» **EXCERPT**
- - - - - - -

Now it appears this Astroturf lobbying campaign has reached a new low...sending letters to the editor from seniors without their knowledge.
The New Bedford Eagle-Tribune in Massachusetts reports on three fake letters it received:
"Some of those seniors are unaware that they have sent any such letters to newspapers. Some of them hadn't even heard of Medicare Advantage. ‘I did not write a letter to the editor. It's not from me,' said Gloria Gosselin, 75, of Lawrence. Gosselin's name was on one of three strikingly similar letters touting the Medicare Advantage program that were sent to The Eagle-Tribune. Writers of letters to the editor are routinely contacted by newspapers to make sure letters are legitimate. In this case, they weren't. All three of the purported authors of the letters said they had no idea their names were being used to advocate for the health insurance program. The letters were, in fact, composed and sent by the Boston office of a national political consulting firm attempting to create the appearance of a ‘grass-roots' movement for Medicare Advantage."

- - - - - - -

[Records from a data source]
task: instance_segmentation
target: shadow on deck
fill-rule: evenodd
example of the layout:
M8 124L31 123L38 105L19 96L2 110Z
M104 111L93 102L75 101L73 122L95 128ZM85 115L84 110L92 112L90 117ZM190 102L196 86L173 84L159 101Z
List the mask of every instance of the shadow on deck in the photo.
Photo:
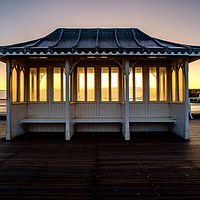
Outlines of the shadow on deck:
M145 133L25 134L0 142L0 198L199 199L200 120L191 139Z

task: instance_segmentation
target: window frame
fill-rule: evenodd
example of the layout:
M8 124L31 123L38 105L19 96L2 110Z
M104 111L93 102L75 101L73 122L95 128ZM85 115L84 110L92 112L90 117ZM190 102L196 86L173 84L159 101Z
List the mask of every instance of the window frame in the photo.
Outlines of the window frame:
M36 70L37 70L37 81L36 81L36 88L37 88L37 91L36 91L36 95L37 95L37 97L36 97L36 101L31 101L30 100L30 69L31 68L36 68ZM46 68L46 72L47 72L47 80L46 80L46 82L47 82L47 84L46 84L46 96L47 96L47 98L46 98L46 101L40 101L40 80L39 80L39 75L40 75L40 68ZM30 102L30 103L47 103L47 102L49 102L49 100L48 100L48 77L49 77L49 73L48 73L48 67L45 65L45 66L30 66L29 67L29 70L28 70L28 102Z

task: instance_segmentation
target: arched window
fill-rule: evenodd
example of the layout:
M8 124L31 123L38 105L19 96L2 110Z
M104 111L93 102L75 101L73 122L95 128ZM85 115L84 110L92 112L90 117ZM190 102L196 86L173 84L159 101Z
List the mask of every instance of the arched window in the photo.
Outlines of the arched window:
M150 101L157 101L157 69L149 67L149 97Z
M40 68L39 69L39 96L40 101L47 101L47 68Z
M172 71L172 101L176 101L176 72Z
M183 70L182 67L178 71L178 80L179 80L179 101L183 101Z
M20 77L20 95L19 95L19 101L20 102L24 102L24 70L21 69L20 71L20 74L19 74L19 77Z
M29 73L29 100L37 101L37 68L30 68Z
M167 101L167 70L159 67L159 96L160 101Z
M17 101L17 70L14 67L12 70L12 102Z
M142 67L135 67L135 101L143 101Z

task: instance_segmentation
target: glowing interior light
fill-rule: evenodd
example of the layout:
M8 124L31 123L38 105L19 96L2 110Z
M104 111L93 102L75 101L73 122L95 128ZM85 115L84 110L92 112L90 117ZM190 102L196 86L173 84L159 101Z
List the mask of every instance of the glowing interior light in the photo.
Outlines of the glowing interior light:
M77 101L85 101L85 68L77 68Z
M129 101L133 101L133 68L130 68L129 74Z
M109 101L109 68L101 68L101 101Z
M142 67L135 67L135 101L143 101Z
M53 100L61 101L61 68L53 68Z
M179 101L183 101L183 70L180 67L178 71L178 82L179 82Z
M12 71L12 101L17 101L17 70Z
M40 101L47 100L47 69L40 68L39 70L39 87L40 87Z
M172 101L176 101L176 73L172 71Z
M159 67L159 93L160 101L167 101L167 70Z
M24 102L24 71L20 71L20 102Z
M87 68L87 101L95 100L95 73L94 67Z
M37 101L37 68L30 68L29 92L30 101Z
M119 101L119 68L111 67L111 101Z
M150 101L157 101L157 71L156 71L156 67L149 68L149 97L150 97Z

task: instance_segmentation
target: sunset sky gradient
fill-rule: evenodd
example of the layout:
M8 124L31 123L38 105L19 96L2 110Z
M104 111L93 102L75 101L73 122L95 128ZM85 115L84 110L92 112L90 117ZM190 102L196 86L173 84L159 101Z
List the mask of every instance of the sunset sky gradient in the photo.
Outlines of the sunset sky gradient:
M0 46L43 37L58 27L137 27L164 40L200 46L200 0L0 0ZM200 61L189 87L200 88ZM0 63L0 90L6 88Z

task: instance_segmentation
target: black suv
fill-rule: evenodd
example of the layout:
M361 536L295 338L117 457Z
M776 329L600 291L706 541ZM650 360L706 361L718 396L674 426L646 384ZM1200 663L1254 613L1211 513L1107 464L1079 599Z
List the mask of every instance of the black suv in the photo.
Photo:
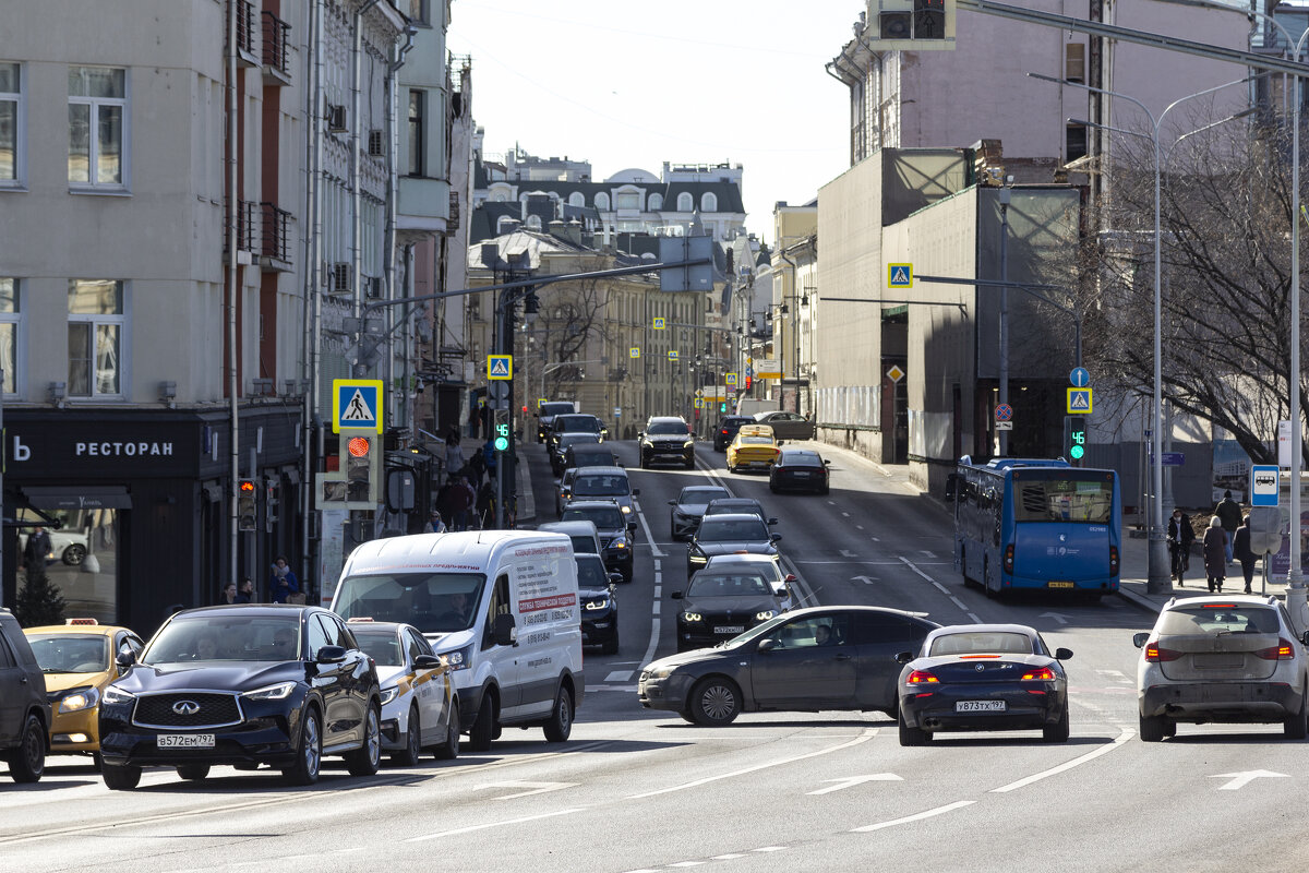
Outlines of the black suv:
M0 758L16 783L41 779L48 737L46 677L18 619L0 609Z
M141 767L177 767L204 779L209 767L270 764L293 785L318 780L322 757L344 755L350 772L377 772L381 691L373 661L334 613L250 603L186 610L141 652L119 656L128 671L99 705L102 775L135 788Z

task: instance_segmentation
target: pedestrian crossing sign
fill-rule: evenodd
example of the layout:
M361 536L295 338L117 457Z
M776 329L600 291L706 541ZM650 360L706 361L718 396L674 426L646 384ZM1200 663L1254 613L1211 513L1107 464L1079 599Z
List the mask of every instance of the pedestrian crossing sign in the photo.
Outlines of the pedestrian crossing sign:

- - - - - - -

» **PROMPT**
Decide whether each statement agrees with the excerpt about the Medicare Advantage letters, answering yes or no and quoting the deciding words of the excerpt.
1. Gloria Gosselin confirmed that she wrote the letter bearing her name.
2. The letters were composed and sent by the Boston office of a national political consulting firm.
3. Some of the seniors named on the letters had not heard of Medicare Advantage.

» **ANSWER SPACE**
1. No: "I did not write a letter to the editor."
2. Yes: "The letters were, in fact, composed and sent by the Boston office of a national political consulting firm"
3. Yes: "Some of them hadn't even heard of Medicare Advantage."